EXTRACT PROVIDED -
━━━━━━━━━━━━━━━━━━━━━━━━━━━━━━

Dear product people: I just want to be REALLY clear here:

If your product
forces me to engage with your LLM
I will not use your product.

I don't want your summaries,
or your suggestions,
or your chats,
or your sparkle icons,
and I don't want to program browser extensions to forcibly hide all that shit.

It's not that I'm a luddite – I really love technology.

It's that you're destroying your products and making them get in my way.

You turning your products into un-fun, rent-seeking, sycophantic, yes-man-voiced, insufferable shit holes.

It's exhausting.

@dandean I'm betting you'll get this a lot, but luddites never hated technology, the luddite movement criticises what social changes the technology being forced by the capital class was doing to their lives, as it was destroying the cottage industry and replacing it with factories. This took power away from the workers and put it in the hands of the capital holders.

There's a decent amount of modern tech workers that call themselves neo-luddites in response to what big tech has been doing in the last decade or so.

For the rest, totally agree. :)

@dandean @janl (I'm still a bit bummed by the current meaning of "luddite", because they too didn't oppose technology but opposed technology concentrating the control of the means of production into the hands of the wealthy and at the same time the loss of expertise of the workers. Sometimes I think we are descendants of the original luddites, as we don't oppose technology (git is in essence a blockchain, LLMs do indeed make certain products better, …) but we oppose that it essentially is used to concentrate wealth/power in the hands of few. And sorry for the digression 😅)

@dandean you don't really need a UX or UI design team if you're just throwing features into an LLM chat box thingy. And good UX design is *hard*!

Are applications just becoming Text mode on steroids now? Hopefully at least professional users will still demand efficient and well thought out user interfaces to complete their tasks.

━━━━━━━━━━━━━━━━━━━━━━━━━━━━━━

PROBLEMS TO SOLVE -
**1)** Repeat the part of the thread on forced LLM features starting at "I don't want your" and ending at "It's exhausting.".
**2)** Answer these questions using the thread on forced LLM features:
(a) What does the opening post say its writer will do if a product forces engagement with its LLM?
(b) According to the first reply, what did the luddite movement criticize?
(c) What does the reply about design teams call hard?
The records that come after this thread have no connection to it.

━━━━━━━━━━━━━━━━━━━━━━━━━━━━━━

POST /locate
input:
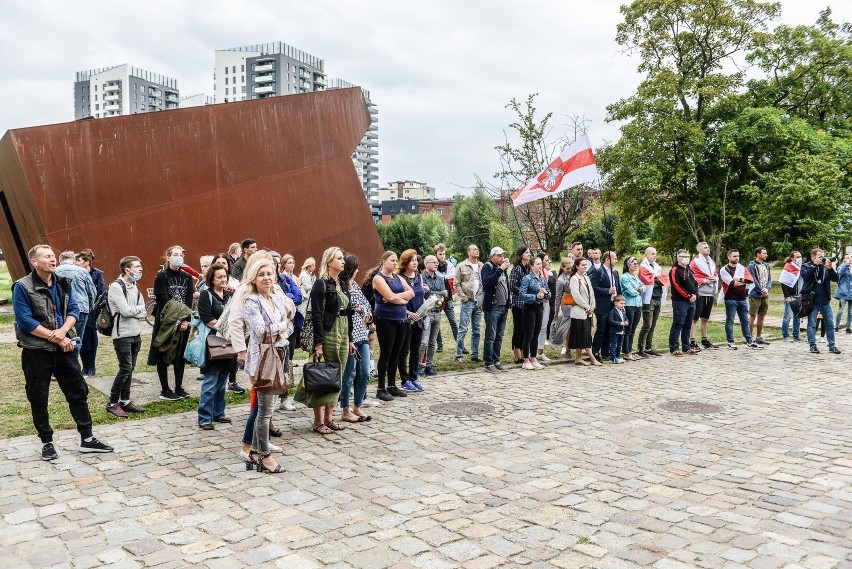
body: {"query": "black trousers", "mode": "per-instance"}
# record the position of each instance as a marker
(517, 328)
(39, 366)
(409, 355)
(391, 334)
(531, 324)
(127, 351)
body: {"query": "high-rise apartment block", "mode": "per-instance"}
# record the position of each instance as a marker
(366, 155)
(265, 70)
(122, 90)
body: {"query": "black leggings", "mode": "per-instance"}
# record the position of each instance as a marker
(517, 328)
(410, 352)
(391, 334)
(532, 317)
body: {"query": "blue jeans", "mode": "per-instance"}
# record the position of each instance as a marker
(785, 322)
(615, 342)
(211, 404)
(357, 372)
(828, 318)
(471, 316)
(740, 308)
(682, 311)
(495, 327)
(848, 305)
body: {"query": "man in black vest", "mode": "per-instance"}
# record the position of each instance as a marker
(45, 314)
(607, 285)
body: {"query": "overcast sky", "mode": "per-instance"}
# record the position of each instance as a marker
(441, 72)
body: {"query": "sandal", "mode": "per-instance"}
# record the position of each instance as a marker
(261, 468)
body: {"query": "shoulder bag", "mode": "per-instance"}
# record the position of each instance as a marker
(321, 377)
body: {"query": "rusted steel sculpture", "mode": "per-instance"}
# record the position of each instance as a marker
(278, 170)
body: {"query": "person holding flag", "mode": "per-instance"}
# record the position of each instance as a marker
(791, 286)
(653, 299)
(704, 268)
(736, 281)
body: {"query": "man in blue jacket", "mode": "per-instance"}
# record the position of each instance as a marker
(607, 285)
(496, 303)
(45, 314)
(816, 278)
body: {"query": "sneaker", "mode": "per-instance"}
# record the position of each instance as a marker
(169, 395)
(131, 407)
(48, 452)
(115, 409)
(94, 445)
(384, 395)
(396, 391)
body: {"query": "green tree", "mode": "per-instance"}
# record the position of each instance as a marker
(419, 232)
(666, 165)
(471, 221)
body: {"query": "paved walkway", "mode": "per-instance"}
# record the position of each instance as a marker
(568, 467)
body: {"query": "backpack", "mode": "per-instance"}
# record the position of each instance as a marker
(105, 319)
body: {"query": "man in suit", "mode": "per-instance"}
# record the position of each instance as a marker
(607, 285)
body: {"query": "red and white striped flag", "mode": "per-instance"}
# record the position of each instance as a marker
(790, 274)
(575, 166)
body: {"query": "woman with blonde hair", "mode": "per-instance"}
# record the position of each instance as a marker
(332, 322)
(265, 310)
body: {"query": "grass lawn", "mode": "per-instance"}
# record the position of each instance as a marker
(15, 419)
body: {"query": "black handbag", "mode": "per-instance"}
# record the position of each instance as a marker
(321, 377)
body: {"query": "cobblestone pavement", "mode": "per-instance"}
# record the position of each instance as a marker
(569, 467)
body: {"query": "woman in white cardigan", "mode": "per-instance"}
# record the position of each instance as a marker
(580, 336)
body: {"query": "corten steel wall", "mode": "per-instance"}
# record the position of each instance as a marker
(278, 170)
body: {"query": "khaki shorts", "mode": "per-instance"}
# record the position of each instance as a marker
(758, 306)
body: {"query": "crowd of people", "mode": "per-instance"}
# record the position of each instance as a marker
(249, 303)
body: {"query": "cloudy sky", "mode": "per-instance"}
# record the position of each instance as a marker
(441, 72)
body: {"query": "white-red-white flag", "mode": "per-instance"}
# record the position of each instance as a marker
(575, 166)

━━━━━━━━━━━━━━━━━━━━━━━━━━━━━━

OUTPUTS BY TASK -
**1)**
I don't want your summaries,
or your suggestions,
or your chats,
or your sparkle icons,
and I don't want to program browser extensions to forcibly hide all that shit.

It's not that I'm a luddite – I really love technology.

It's that you're destroying your products and making them get in my way.

You turning your products into un-fun, rent-seeking, sycophantic, yes-man-voiced, insufferable shit holes.

It's exhausting.

**2)**
(a) The writer will not use the product.
(b) It criticized the social changes that the technology being forced by the capital class was making to their lives.
(c) Good UX design.